| 제공된 항목 |
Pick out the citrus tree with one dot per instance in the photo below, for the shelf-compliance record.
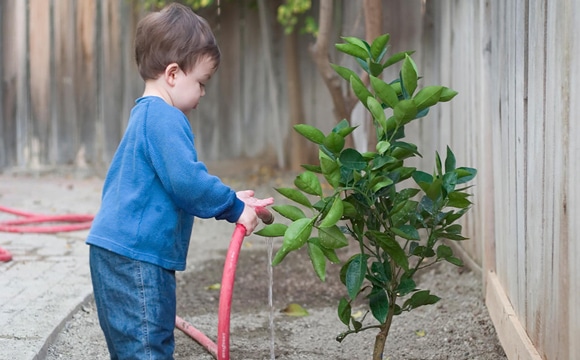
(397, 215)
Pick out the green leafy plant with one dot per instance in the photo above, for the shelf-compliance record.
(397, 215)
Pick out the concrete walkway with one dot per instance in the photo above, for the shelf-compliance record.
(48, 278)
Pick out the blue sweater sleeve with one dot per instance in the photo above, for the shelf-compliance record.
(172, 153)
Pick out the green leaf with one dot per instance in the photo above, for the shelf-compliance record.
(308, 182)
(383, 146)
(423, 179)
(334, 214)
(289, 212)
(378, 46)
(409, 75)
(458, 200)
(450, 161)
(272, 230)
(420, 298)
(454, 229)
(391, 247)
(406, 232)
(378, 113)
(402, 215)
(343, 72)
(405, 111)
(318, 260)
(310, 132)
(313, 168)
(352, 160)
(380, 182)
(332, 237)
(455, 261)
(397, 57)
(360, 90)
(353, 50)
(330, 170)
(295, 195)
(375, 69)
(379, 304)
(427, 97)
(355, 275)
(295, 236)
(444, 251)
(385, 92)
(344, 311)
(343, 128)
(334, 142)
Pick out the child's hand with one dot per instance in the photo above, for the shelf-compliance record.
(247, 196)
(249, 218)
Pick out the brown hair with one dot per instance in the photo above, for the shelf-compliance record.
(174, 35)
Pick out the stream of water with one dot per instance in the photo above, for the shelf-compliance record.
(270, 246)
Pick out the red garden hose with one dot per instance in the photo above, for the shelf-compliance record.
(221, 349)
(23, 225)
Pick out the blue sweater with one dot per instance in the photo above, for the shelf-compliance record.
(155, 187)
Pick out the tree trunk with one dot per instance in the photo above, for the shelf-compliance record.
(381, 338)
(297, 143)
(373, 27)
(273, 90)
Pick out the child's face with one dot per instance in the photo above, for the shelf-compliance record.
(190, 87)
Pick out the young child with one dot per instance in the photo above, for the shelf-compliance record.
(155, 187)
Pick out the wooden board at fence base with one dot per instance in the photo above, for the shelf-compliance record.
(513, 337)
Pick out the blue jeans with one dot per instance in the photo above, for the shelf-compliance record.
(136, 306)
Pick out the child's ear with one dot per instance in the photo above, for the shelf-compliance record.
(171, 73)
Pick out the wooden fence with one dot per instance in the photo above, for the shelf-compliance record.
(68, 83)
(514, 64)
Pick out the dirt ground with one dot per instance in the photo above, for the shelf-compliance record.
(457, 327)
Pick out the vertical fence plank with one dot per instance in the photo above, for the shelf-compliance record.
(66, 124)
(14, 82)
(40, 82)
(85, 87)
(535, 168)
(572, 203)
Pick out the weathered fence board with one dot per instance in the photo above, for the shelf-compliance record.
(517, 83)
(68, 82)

--

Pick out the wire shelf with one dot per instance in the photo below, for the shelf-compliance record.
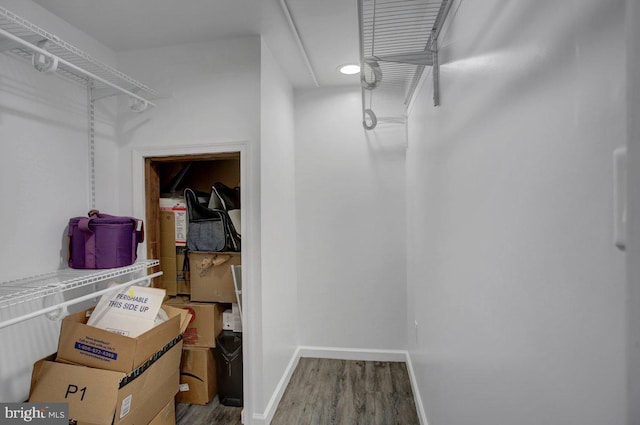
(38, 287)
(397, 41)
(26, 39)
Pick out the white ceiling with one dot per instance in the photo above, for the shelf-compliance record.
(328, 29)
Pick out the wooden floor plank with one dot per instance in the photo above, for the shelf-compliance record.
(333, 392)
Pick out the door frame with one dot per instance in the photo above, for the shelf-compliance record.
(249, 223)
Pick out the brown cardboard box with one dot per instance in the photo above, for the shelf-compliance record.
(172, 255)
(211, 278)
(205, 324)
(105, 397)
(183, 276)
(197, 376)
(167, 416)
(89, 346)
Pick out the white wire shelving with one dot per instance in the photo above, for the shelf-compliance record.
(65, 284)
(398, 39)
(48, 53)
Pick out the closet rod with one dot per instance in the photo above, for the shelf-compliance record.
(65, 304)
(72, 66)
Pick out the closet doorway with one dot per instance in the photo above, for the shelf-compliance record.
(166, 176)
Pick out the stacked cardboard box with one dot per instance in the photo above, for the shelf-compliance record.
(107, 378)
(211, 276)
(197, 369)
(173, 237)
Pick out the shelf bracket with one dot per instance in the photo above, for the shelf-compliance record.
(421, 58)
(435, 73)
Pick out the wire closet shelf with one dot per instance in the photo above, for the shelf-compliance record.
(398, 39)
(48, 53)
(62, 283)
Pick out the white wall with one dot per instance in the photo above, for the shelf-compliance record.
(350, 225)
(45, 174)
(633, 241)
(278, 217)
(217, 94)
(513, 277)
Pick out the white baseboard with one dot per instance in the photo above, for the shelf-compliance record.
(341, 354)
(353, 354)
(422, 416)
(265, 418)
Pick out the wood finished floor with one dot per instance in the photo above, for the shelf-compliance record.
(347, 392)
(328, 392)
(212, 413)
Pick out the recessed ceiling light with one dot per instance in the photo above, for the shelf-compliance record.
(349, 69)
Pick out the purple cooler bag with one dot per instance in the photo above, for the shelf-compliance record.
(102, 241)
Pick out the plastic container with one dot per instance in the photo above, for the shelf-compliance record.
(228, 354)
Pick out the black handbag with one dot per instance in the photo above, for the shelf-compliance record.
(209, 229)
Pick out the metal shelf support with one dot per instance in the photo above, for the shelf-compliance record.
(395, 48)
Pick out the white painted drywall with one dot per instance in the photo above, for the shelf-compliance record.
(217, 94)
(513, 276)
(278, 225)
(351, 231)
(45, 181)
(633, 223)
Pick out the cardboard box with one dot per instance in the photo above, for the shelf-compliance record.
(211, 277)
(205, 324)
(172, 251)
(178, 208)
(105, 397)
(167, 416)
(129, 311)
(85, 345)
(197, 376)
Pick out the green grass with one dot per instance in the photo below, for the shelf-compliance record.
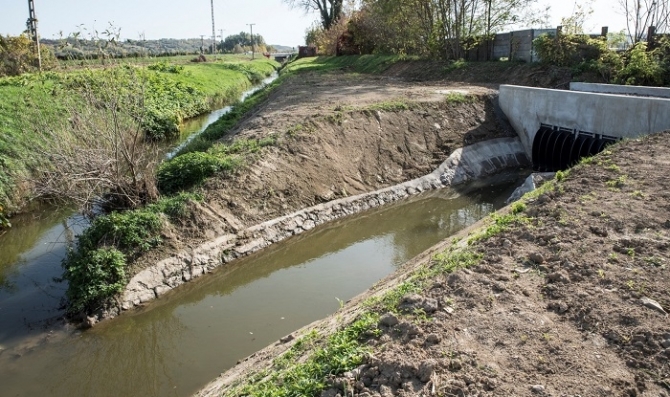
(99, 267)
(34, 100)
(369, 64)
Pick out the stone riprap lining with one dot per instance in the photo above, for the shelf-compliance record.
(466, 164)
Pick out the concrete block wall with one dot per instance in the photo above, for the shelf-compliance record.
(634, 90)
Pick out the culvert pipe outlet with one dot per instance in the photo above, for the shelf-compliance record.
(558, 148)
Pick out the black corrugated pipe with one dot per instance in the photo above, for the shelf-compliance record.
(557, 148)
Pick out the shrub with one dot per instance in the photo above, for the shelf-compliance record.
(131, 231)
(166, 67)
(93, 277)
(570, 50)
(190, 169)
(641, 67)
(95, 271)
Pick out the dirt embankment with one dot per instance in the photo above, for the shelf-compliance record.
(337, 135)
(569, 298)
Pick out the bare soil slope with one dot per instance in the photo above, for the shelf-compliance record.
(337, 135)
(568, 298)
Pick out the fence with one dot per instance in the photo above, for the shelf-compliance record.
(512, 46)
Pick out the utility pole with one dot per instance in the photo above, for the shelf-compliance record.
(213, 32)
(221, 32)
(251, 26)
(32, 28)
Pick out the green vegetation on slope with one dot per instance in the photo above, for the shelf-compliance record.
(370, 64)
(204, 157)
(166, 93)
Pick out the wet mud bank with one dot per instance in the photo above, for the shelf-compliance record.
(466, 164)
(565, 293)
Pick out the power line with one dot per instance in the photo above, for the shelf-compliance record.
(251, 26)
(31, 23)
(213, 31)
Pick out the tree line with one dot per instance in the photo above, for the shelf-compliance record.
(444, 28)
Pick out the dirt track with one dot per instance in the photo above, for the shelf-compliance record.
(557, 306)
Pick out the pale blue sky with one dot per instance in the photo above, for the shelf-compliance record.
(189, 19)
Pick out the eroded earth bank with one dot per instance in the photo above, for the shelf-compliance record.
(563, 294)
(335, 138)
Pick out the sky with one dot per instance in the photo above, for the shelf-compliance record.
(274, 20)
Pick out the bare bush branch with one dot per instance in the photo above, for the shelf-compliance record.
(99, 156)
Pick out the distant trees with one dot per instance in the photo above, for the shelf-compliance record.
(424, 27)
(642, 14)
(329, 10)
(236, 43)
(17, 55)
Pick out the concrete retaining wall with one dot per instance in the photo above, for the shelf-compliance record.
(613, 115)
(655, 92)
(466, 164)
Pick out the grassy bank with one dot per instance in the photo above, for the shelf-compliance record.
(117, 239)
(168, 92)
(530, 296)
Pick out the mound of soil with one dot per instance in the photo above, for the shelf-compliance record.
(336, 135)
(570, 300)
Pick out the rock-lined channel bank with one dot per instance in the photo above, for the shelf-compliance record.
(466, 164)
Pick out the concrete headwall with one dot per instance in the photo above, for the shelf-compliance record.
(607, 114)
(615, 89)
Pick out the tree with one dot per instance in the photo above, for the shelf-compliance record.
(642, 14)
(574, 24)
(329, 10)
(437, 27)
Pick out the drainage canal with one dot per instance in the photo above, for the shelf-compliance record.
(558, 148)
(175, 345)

| 수행할 작업 |
위 항목 중 단어 "soil"가 들어 있는 줄을 모두 찾아 옮겨 적어 주세요. 대소문자를 구분합니다.

| 아래 결과 |
Pick out the bare soil slope with one dot per instance in the photo above, for the shelf-compliance record.
Pick out the mound of soil with one dot per instance in the photo above, for the shelf-compliance record.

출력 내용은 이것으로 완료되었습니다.